■ REQUEST ■
Reproduce all of the lines below, keeping each request, but shift every coordinate in the answers by -27. Omit the pictures.

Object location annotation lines
::::::
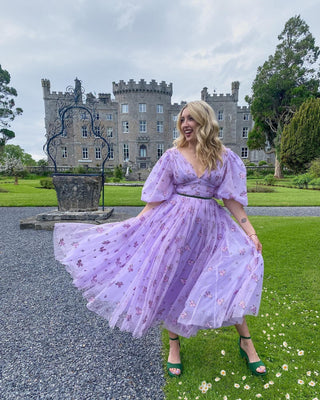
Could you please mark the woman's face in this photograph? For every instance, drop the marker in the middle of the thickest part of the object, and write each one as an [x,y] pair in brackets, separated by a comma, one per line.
[189,126]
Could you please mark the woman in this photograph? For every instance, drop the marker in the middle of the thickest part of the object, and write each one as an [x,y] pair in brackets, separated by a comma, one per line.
[182,262]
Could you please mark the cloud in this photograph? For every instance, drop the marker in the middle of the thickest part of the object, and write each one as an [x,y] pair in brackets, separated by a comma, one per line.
[191,43]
::::::
■ FINISHED ANSWER ■
Could you please mark the woman's face in this photograph? For every instance, drop the marker in the middle of the thickest part of the object, and write each one as an [x,y] pair in brackets, separated by a comma, one per line.
[162,99]
Could you please mark the woman in this photograph? For every instance, drop the marker in the middle of the thickest part of the object, and write each one as an [x,y] pair in brackets, separated by a comma, one per line.
[155,235]
Could you please mark the cloud in this photograph? For every instance, drop the marker in the middle of the thickest part of the object, and write each one as an [x,y] pair in brackets, separated by a comma, one per line.
[164,16]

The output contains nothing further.